(Image-grounded pointing data)
=== Section Start ===
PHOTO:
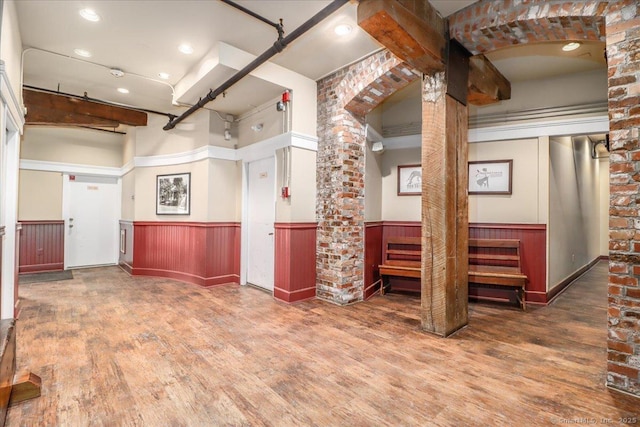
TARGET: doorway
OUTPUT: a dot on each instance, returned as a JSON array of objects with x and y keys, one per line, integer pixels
[
  {"x": 92, "y": 207},
  {"x": 261, "y": 201}
]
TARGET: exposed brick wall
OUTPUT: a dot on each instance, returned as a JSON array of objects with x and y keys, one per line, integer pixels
[
  {"x": 490, "y": 25},
  {"x": 623, "y": 52},
  {"x": 344, "y": 99}
]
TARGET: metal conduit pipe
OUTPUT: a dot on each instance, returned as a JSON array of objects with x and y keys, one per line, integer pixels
[
  {"x": 277, "y": 47},
  {"x": 255, "y": 15}
]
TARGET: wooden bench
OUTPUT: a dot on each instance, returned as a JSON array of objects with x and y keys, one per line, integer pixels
[
  {"x": 497, "y": 262},
  {"x": 401, "y": 258}
]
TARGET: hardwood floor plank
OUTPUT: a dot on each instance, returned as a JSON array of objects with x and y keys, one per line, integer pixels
[{"x": 132, "y": 351}]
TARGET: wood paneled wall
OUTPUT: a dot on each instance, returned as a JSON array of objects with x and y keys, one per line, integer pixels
[
  {"x": 295, "y": 261},
  {"x": 125, "y": 258},
  {"x": 533, "y": 253},
  {"x": 372, "y": 257},
  {"x": 41, "y": 246},
  {"x": 533, "y": 238},
  {"x": 205, "y": 254}
]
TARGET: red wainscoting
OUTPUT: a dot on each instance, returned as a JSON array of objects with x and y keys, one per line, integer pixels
[
  {"x": 1, "y": 240},
  {"x": 125, "y": 259},
  {"x": 41, "y": 246},
  {"x": 205, "y": 254},
  {"x": 533, "y": 238},
  {"x": 533, "y": 253},
  {"x": 295, "y": 261},
  {"x": 372, "y": 257}
]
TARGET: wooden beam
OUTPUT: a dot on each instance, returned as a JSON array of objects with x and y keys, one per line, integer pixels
[
  {"x": 415, "y": 36},
  {"x": 445, "y": 219},
  {"x": 53, "y": 109},
  {"x": 486, "y": 84}
]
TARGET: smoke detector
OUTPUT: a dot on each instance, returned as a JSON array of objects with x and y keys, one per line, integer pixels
[{"x": 116, "y": 72}]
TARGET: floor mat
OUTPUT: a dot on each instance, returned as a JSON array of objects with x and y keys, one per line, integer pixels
[{"x": 49, "y": 276}]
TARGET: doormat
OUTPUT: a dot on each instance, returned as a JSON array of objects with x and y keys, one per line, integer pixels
[{"x": 47, "y": 276}]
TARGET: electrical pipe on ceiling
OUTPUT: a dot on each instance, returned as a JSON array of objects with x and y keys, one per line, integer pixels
[
  {"x": 278, "y": 27},
  {"x": 277, "y": 47}
]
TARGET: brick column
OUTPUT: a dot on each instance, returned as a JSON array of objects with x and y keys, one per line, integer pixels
[
  {"x": 623, "y": 51},
  {"x": 344, "y": 100}
]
=== Section End ===
■ YOUR GOAL ■
All that is wanted is each line, word for word, from the first line of the data to the one holding "TARGET: exposed brick wall", with the pictures left out.

■ EXPECTED OUTPUT ■
PHOTO:
TARGET: doorway
OUTPUT: a dot on each instance, returned as a JSON array of objects with x and y keys, one per line, integer pixels
[
  {"x": 92, "y": 207},
  {"x": 261, "y": 201}
]
TARGET: exposed brick wall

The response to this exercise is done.